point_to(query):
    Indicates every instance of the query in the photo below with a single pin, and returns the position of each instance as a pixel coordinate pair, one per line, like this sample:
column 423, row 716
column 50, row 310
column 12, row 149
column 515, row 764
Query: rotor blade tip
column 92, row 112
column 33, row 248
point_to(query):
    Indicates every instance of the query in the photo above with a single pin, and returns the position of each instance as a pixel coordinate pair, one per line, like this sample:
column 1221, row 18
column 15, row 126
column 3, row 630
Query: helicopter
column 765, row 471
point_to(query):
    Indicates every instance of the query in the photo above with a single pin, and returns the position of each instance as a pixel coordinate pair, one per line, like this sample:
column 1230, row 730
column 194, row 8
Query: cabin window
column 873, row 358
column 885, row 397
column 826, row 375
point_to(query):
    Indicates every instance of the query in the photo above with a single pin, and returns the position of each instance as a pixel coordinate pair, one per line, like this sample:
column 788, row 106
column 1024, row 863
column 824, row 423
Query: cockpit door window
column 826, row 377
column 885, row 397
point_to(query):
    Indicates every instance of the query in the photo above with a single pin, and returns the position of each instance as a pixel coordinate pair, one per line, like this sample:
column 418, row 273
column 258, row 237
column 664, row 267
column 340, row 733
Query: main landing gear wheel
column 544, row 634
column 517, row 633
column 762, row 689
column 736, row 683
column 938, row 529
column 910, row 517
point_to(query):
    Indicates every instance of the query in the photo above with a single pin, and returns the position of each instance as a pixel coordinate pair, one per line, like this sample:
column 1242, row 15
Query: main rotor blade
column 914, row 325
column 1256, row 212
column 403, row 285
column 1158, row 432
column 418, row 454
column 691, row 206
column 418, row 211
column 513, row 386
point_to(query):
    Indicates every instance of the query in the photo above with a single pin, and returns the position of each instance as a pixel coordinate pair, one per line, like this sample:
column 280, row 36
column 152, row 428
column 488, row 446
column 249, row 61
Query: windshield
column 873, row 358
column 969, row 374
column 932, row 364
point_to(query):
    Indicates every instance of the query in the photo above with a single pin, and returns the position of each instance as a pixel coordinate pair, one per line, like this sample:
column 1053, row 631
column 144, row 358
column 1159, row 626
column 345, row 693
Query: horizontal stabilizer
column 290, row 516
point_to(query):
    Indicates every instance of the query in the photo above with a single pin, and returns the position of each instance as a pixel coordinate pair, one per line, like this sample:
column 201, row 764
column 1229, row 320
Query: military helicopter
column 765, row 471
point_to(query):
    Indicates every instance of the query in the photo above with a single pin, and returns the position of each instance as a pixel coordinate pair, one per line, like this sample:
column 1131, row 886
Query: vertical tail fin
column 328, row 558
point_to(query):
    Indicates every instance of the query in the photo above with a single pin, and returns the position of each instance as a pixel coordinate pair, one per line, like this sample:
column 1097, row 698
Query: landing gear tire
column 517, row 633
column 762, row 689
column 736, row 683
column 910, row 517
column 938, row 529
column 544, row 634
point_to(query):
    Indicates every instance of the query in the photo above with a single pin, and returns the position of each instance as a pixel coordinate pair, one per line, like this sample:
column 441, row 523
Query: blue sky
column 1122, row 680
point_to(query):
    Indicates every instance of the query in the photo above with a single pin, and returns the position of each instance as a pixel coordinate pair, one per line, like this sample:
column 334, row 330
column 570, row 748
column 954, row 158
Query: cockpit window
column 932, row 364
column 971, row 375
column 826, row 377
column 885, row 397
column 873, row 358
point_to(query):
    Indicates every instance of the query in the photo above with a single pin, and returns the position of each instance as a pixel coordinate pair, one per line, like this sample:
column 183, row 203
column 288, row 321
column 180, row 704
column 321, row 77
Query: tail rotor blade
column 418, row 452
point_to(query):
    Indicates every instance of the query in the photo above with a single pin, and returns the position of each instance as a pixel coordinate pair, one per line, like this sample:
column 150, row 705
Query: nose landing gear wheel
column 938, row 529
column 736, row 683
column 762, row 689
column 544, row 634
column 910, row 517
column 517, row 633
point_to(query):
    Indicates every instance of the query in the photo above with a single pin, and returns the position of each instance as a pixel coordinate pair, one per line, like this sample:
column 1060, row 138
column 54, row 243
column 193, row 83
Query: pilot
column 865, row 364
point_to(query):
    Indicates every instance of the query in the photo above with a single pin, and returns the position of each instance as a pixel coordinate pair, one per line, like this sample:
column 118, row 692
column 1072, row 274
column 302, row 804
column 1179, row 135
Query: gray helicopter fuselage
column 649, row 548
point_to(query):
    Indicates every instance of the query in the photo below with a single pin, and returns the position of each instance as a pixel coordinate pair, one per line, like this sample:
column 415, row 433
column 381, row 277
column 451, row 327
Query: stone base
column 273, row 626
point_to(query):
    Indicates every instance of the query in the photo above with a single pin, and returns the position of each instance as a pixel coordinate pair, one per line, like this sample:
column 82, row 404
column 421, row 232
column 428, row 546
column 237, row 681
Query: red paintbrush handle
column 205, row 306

*-*-*

Each entry should be duplicated exactly as it was given.

▸ Final answer
point_to(query):
    Indicates every instance of the query in the photo below with a single pin, and returns the position of each instance as a pixel coordinate pair, one per line, like this sample:
column 423, row 716
column 50, row 310
column 12, row 149
column 515, row 764
Query: rotor blade tip
column 92, row 112
column 33, row 248
point_to(query):
    Indicates every instance of the query in the photo above with a single pin, and returns the position of each instance as a pixel coordinate pair, one per line, like this sample:
column 1221, row 18
column 15, row 126
column 3, row 630
Query: helicopter
column 765, row 471
point_to(query):
    Indicates every instance of the query in the photo above with a single pin, and returns the position of each instance as a pixel coordinate pair, one per line, like this sample:
column 1230, row 730
column 194, row 8
Query: cabin window
column 873, row 358
column 885, row 397
column 826, row 375
point_to(query):
    Indicates every instance of the query in the photo above with a single pin, and returns the position of each instance as a pixel coordinate pair, one per line, like this sample:
column 788, row 106
column 1024, row 863
column 824, row 423
Query: cockpit door window
column 826, row 377
column 885, row 397
point_to(query):
    Indicates every instance of the query in the photo above with a single pin, and returns the position of each instance as a pixel coordinate pair, one per line, like this sample:
column 418, row 273
column 258, row 237
column 664, row 267
column 340, row 733
Query: main landing gear wheel
column 544, row 634
column 517, row 633
column 762, row 689
column 736, row 683
column 938, row 529
column 910, row 517
point_to(query):
    Indicates every instance of the query in the photo above with a single pin, and returns the position of each instance as a pixel coordinate pair, one per line, like this sample:
column 1242, row 15
Query: main rotor blade
column 914, row 325
column 1256, row 212
column 403, row 285
column 1158, row 432
column 418, row 454
column 691, row 206
column 418, row 211
column 513, row 386
point_to(query):
    Indicates every instance of the query in the photo above with a single pin, and returns the position of each instance as a pixel coordinate pair, one per line, like this sample:
column 280, row 36
column 152, row 428
column 488, row 446
column 249, row 61
Query: windshield
column 873, row 358
column 969, row 374
column 932, row 364
point_to(query):
    Indicates every instance of the query in the photo above with a single pin, and returns the position of each instance as a pixel coordinate pair, one per line, like this sample:
column 1053, row 631
column 144, row 358
column 1159, row 626
column 345, row 693
Query: horizontal stabilizer
column 290, row 516
point_to(query):
    Indicates every instance of the query in the photo above with a single pin, and returns the position of each instance as a pixel coordinate pair, one per line, like this sample:
column 201, row 764
column 1229, row 320
Query: military helicopter
column 765, row 471
point_to(query):
    Indicates every instance of the query in the photo above with a single pin, and returns the position of each instance as a pixel coordinate pair, one per line, like this sample:
column 1131, row 886
Query: vertical tail fin
column 328, row 558
point_to(query):
    Indicates every instance of the query in the photo above with a single pin, and returns the position of each instance as a pixel coordinate pair, one per line, like this sample:
column 1097, row 698
Query: landing gear tire
column 517, row 633
column 762, row 689
column 736, row 683
column 910, row 517
column 938, row 529
column 544, row 634
point_to(query):
    Indicates every instance of the query in the photo above with a single pin, and returns the position of each instance as a pixel coordinate pair, one per line, like this sample:
column 441, row 523
Query: blue sky
column 1122, row 680
point_to(query):
    Indicates every instance of the query in the photo above with a single pin, and returns the position of each instance as a pixel coordinate pair, one per line, like this sample:
column 334, row 330
column 570, row 748
column 954, row 158
Query: cockpit window
column 932, row 364
column 971, row 375
column 826, row 377
column 885, row 397
column 873, row 358
point_to(query):
    Indicates every instance of the query in the photo above with a single pin, and returns the position of each instance as a pixel coordinate pair, one per line, like this sample:
column 183, row 203
column 288, row 321
column 180, row 704
column 321, row 77
Query: tail rotor blade
column 418, row 452
point_to(query):
    Indicates every instance of the query in the photo above with a single pin, and returns the position of each instance as a pixel coordinate pair, one per line, like this sample:
column 150, row 705
Query: nose landing gear wheel
column 938, row 529
column 736, row 683
column 762, row 689
column 544, row 634
column 910, row 517
column 517, row 633
point_to(query):
    Indicates every instance of the query in the photo above with a single pin, and returns the position of each instance as a pixel coordinate pair, one per line, like this sample:
column 1060, row 138
column 54, row 243
column 193, row 83
Query: pilot
column 865, row 364
point_to(query):
    Indicates every instance of the query in the photo above with a single pin, and returns the position of each instance as a pixel coordinate pair, one per line, like this sample:
column 118, row 692
column 1072, row 274
column 302, row 804
column 1179, row 135
Query: gray helicopter fuselage
column 649, row 548
point_to(query):
    Indicates every instance of the query in the photo below with a single pin, and returns the position of each instance as a pixel coordinate pair, one per line, like this sample:
column 415, row 433
column 381, row 277
column 451, row 327
Query: stone base
column 273, row 626
point_to(query):
    Indicates every instance of the query in the photo above with a single pin, and returns the position of each instance as a pixel coordinate pair, one per line, like this sample:
column 82, row 404
column 421, row 232
column 428, row 546
column 237, row 681
Query: red paintbrush handle
column 205, row 306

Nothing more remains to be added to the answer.